Collection entries
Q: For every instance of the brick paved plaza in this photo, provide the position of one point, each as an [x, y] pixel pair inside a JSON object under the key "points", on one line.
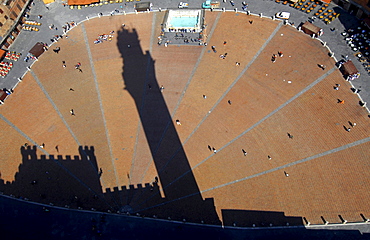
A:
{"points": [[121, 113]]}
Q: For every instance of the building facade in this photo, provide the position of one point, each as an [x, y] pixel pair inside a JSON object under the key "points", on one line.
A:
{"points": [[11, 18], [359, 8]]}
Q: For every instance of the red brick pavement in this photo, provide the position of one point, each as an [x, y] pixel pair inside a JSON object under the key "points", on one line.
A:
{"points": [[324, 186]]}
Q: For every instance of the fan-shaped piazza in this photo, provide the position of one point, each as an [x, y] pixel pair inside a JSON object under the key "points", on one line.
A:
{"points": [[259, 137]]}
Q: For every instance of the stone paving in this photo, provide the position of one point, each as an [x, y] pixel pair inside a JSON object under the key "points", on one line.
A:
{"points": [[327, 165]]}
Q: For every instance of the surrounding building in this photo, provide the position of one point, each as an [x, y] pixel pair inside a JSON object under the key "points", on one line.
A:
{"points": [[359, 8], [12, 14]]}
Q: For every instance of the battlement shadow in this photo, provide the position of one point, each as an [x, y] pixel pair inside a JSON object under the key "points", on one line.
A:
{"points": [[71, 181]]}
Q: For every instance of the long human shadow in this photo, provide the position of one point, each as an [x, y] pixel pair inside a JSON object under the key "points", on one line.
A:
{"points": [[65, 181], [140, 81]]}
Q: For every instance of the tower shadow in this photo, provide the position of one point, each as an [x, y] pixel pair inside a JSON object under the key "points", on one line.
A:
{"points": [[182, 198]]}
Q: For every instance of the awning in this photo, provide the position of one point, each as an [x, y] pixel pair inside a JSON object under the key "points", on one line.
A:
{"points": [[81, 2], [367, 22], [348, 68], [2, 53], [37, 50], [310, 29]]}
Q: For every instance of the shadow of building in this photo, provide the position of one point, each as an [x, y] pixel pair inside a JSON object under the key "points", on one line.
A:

§ Activity: If a line of the data contains the word "building", it should be counted; state the total and nothing more.

§ Expected output: 3